■ The task: Omitting all images, transcribe the entries word for word.
====
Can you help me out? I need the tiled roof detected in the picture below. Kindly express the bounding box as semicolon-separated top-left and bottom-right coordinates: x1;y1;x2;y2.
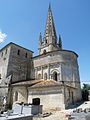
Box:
12;79;61;87
29;79;61;88
12;79;77;89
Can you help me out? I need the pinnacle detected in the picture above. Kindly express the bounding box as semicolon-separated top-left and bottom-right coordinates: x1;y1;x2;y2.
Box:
58;35;62;49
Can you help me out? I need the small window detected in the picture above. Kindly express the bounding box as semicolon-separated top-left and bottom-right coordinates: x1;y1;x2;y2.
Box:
25;53;27;58
17;50;20;55
44;73;47;80
0;74;1;79
1;52;3;57
15;91;18;101
43;49;46;54
68;89;70;98
5;49;7;54
45;40;47;44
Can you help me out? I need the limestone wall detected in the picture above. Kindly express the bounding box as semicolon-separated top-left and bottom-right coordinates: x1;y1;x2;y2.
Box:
0;45;11;79
7;43;33;82
12;86;28;103
28;86;65;111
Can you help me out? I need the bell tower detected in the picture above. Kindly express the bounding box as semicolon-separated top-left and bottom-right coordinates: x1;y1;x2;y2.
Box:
38;4;62;55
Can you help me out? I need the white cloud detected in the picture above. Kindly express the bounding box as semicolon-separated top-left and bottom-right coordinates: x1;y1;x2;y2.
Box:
0;31;7;43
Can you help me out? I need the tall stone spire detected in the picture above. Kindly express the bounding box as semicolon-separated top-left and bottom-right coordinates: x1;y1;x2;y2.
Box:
38;4;59;55
44;4;57;45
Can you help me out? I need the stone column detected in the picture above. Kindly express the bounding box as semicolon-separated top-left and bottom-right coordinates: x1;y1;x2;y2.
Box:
41;66;43;79
48;64;50;79
35;68;38;80
59;64;62;82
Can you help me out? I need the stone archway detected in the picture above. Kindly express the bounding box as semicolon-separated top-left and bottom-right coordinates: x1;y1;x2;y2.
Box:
51;69;60;81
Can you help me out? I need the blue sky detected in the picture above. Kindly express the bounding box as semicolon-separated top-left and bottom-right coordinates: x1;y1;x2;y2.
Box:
0;0;90;84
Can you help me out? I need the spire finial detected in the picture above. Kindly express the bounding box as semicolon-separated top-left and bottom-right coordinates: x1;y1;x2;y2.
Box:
49;3;51;11
58;35;62;49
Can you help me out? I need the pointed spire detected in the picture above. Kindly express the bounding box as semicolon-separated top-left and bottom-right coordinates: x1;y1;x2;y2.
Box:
44;4;57;45
39;32;42;46
48;3;51;11
58;35;62;49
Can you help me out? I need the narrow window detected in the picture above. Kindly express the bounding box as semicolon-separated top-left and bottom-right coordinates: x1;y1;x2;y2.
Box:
17;50;20;55
1;52;3;57
0;74;1;79
15;91;18;101
44;73;47;80
45;40;47;44
43;49;46;54
71;91;74;104
5;49;7;54
53;72;57;81
68;89;70;98
25;53;27;58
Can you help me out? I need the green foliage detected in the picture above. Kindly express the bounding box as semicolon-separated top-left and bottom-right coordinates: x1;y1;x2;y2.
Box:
82;83;90;101
82;83;90;91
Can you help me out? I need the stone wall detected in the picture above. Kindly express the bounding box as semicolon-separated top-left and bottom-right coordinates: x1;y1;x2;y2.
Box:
12;86;28;103
7;43;33;82
28;86;65;111
0;43;33;82
0;45;11;79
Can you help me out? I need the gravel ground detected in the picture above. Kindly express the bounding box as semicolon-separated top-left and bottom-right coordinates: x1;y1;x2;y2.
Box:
34;101;90;120
33;111;68;120
64;101;90;120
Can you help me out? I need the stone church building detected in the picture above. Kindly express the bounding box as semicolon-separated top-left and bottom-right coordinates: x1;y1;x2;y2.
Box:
0;5;81;111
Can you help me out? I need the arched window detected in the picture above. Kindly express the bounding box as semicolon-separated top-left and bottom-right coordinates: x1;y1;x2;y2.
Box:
53;72;57;81
15;91;18;101
44;73;47;80
38;74;41;80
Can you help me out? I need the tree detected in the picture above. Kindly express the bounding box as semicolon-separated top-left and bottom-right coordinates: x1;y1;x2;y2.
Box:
82;83;90;101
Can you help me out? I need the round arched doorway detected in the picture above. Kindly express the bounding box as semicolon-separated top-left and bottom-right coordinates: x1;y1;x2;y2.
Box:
53;72;58;81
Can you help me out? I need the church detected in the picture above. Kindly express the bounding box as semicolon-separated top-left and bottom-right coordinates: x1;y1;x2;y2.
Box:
0;5;82;111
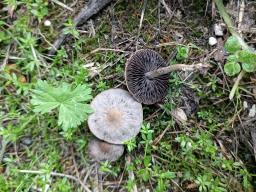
====
■ Solution to this task:
Can you help me out? I need the tiled roof detected in the picture below. Kindly express the bounding box as semicolon-separated top-left and bottom-right coordinates: x1;y1;x2;y2.
Box:
12;79;61;87
29;79;61;88
12;79;77;89
Can you help me out? I need the pinnacle detected in the picture above. Kindly express the bounding box as semicolon-separated top-left and bottom-right coordinates: x1;y1;x2;y2.
Box:
58;35;62;49
Can you help me out? I need the small window detected in the picture above. Kindly express the bounding box as semicolon-separated top-left and bottom-right coordinates: x1;y1;x2;y2.
Box:
25;53;27;58
17;50;20;55
44;73;47;80
0;74;1;79
1;52;3;57
15;91;18;101
43;49;46;54
68;89;70;98
5;49;7;54
45;40;47;44
Can you help me out? I need the limestone wall detected in the picture above. Kindly express the bounding box as semicolon-separated top-left and bottom-right coordinates: x1;y1;x2;y2.
Box:
0;45;11;79
7;43;33;82
12;86;28;103
28;86;65;111
Can you help me out? I need the bell tower detected in the picture above. Kindly express the bounding box as semicolon-separated top-left and bottom-right coordinates: x1;y1;x2;y2.
Box:
38;4;62;55
Can you help me out? I need the white cloud detected in the picture above. Kindly express the bounding box as semicolon-separated top-left and bottom-right coordinates: x1;y1;x2;y2.
Box:
0;31;7;43
Can you help me out? I need the tall stone spire detected in the picture above. Kindly express the bounding box as semicolon-separated top-left and bottom-right coordinates: x1;y1;x2;y2.
Box:
38;4;59;55
44;4;57;45
Can you help me out? I need the stone column detected in the picture above. Kindly express the bounding box as semicolon-separated top-left and bottom-right coordinates: x1;y1;x2;y2.
Box:
41;66;43;79
48;64;50;79
35;68;38;80
59;64;62;82
Can you help me out? I need the stone archway detected in the picture above. Kindly express the bounding box as semicolon-separated top-left and bottom-right coordinates: x1;y1;x2;y2.
Box:
51;69;60;81
Can you help me out? I need the blue sky detected in the picture above. Kindly express the bounding box as semicolon-separated top-left and bottom-right coordinates: x1;y1;x2;y2.
Box:
0;0;90;84
Can you help me out? I need the spire finial detected in the picture above. Kindly express the bounding box as semicolon-separated top-left and bottom-right coordinates: x1;y1;x2;y2.
Box:
49;3;51;11
58;35;62;49
Can you help me out? I need the pointed spire detected in the picture above. Kindly express the bounding box as semicolon-separated top-left and bottom-right coordinates: x1;y1;x2;y2.
Box:
44;4;57;45
39;32;42;46
48;3;51;11
58;35;62;49
Can you help me out? I need the narrow window detected in the picture above. Kindly express the bounding box as semicolon-separated top-left and bottom-right coordinates: x1;y1;x2;y2.
Box:
17;50;20;55
1;52;3;57
0;74;1;79
15;91;18;101
44;73;47;80
45;40;47;44
43;49;46;54
71;91;74;104
5;49;7;54
53;72;57;81
68;89;70;98
25;53;27;58
Can you help me out? I need the green foliage detected in the picture above. Kindly express the bounding box as semicolon-separated top-left and bottom-right coordinates: x1;y1;x2;y2.
Box:
82;83;90;101
82;83;90;91
Can you help me out? I need the stone wall detected in the picture above. Kindly express the bounding box as semicolon-separated top-left and bottom-right coordinates: x1;y1;x2;y2.
Box:
12;86;28;103
7;43;33;82
28;86;65;111
0;43;33;82
0;45;11;79
Can you help me out? I need the gravel ground detected in the picture above. Kindly express the bounding box as semicolon-separated top-left and bottom-right coordinates: x1;y1;x2;y2.
Box:
34;101;90;120
33;111;68;120
64;101;90;120
Can you help me out? I need the stone church building detected in the picture above. Kindly express the bounding box as semicolon-separated top-left and bottom-right coordinates: x1;y1;x2;y2.
Box:
0;5;81;111
Can you help me out? I need the arched window detected in the picture above. Kindly express the bounding box as semicolon-separated top-left and bottom-right coordinates: x1;y1;x2;y2.
Box:
53;72;57;81
15;91;18;101
44;73;47;80
38;74;41;80
Can you help me out? I need the tree detected in the picture above. Kindly express the bounding box as semicolon-separated top-left and bottom-right coordinates: x1;y1;x2;y2.
Box:
82;83;90;101
Can you help me out? I need the round arched doorway detected in the picture above. Kindly express the bounding box as semicolon-separated top-left and bottom-right coordinates: x1;y1;x2;y2.
Box:
53;72;58;81
Can you help me out? I need the church detected in the picture above. Kindly express the bounding box as semicolon-separated top-left and bottom-right coordinates: x1;y1;x2;y2.
Box:
0;5;82;111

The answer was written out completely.